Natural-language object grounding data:
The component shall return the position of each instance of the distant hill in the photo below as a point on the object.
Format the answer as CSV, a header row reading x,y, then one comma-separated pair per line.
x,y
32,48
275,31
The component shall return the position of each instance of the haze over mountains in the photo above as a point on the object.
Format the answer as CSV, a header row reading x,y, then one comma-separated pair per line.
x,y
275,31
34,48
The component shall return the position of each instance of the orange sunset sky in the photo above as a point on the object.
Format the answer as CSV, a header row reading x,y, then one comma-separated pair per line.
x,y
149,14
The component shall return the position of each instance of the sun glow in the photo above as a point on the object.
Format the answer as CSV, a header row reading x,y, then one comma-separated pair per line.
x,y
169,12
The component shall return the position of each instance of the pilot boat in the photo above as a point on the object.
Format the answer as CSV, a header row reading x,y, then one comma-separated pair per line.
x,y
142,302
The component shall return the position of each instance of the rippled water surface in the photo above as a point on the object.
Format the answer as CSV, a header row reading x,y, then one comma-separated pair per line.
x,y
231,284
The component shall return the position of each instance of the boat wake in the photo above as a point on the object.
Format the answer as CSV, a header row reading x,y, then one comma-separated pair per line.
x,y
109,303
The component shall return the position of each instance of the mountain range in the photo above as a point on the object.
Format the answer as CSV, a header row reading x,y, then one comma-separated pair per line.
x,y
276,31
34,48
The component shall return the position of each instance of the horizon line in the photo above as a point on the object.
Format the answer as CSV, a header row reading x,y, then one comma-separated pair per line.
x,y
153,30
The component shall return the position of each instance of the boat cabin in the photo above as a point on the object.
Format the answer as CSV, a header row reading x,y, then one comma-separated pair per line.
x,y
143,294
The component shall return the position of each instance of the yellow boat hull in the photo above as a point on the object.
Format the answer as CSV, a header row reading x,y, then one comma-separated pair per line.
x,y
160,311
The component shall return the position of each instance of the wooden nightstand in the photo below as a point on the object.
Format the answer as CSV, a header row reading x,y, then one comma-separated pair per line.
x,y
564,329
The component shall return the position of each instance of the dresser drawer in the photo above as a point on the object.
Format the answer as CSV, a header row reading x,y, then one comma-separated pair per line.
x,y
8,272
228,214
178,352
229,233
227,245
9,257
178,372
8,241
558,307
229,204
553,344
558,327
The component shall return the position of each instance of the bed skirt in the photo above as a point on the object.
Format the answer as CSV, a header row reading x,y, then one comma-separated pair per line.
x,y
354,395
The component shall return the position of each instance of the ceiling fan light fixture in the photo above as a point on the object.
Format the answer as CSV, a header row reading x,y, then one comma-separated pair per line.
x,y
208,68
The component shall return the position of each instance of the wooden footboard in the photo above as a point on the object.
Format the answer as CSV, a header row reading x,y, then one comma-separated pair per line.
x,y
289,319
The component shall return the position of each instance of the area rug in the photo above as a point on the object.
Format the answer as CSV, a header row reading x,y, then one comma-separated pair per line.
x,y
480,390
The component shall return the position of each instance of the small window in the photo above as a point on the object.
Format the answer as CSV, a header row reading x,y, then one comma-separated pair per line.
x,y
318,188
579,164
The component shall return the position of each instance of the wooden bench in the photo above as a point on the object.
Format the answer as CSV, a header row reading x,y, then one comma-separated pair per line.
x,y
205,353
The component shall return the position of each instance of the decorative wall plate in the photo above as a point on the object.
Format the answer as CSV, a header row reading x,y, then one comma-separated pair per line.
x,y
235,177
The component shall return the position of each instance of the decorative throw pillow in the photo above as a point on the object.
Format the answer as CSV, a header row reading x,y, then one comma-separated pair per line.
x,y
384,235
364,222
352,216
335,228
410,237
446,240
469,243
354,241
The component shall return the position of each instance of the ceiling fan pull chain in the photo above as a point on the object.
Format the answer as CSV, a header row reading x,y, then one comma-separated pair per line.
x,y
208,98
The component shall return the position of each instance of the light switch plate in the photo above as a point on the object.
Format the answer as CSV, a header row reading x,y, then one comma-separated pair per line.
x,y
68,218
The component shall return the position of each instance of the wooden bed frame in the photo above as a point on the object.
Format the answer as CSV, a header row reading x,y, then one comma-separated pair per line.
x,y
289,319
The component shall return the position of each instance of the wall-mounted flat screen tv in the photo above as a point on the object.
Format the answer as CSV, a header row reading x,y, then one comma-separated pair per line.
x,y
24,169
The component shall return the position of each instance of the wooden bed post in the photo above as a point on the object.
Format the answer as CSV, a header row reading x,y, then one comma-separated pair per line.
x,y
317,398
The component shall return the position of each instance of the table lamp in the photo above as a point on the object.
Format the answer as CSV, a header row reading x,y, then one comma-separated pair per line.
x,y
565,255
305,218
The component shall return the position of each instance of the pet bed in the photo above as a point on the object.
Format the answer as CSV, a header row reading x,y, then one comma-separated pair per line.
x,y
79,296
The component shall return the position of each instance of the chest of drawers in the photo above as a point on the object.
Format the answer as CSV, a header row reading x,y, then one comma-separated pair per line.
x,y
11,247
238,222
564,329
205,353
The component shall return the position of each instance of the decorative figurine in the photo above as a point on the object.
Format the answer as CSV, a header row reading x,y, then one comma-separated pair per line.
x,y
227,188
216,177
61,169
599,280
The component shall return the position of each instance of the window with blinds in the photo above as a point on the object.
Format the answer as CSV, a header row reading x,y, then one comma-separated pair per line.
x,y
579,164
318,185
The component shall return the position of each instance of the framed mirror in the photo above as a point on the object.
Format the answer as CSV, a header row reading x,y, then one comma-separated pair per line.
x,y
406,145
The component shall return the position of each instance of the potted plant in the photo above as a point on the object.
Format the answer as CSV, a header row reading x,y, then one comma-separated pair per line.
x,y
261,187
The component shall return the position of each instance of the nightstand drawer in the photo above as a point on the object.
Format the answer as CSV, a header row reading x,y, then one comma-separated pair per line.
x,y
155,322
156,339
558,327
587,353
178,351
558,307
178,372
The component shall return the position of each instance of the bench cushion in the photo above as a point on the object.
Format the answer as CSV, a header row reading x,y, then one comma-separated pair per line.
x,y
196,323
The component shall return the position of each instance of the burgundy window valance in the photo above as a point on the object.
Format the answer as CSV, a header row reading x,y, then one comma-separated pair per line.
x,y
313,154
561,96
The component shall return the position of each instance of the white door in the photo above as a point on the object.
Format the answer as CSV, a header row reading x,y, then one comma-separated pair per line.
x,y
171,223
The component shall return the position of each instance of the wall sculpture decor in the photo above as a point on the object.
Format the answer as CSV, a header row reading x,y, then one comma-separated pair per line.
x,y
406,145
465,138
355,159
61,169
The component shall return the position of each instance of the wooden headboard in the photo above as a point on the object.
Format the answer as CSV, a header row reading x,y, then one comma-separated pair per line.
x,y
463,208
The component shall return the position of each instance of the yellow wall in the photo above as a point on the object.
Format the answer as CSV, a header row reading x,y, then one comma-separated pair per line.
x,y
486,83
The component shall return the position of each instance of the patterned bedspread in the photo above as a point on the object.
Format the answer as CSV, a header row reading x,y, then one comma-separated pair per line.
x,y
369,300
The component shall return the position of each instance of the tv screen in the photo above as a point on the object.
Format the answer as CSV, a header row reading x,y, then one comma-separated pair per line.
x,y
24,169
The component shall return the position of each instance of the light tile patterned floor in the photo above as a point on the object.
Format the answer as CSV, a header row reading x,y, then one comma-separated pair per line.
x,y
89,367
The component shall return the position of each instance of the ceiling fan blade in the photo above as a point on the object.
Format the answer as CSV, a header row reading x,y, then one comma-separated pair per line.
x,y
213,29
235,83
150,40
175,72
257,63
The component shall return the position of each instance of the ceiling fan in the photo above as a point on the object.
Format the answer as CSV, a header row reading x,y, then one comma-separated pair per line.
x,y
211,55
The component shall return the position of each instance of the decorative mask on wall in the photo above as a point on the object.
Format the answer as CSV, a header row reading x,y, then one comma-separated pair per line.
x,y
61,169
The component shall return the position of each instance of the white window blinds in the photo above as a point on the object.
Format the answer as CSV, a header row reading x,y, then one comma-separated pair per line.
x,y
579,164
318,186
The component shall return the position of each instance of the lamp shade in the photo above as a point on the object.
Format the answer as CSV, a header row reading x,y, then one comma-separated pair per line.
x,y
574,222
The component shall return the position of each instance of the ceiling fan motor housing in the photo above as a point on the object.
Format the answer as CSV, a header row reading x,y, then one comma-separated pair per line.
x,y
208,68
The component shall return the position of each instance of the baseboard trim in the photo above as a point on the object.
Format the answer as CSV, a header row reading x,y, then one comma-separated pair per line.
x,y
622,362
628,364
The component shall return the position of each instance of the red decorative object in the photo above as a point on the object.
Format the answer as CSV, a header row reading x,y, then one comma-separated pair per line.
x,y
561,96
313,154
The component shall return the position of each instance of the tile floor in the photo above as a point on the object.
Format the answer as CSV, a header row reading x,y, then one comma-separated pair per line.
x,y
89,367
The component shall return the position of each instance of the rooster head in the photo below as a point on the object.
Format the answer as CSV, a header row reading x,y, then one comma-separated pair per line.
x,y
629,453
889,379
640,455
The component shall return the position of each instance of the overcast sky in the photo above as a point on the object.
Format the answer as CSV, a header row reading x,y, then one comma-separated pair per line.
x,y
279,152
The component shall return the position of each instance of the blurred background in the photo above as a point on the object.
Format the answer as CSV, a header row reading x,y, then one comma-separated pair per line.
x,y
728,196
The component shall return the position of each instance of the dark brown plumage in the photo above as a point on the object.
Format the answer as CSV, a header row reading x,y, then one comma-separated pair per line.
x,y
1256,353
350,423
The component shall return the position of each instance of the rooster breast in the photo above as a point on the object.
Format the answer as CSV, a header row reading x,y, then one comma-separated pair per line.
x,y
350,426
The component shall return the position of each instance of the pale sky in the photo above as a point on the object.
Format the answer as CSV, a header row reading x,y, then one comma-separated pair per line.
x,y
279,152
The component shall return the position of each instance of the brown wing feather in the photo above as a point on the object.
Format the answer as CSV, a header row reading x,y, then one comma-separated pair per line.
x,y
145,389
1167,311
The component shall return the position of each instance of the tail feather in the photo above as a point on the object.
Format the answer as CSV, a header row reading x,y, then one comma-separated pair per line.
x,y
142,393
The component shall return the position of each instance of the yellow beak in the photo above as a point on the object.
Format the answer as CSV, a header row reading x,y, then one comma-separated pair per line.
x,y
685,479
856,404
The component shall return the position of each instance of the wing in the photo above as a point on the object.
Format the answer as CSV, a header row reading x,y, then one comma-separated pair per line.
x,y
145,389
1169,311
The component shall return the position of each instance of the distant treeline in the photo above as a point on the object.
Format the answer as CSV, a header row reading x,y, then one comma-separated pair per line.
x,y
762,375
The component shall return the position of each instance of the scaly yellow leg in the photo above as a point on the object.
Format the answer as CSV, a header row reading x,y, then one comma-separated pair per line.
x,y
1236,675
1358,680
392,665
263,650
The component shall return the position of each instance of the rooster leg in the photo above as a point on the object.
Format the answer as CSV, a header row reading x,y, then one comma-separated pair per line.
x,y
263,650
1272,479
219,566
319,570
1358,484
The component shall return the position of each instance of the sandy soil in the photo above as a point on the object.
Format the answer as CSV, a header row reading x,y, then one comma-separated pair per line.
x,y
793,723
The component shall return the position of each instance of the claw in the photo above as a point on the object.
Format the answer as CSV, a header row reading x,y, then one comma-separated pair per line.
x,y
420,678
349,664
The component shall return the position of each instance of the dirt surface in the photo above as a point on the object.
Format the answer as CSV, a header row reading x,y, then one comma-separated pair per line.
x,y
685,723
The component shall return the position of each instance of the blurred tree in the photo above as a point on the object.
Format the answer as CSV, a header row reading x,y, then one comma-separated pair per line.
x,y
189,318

- Work item: From the data above, work out how many lines hold "white". Answer with the number alone.

- Written solution: 2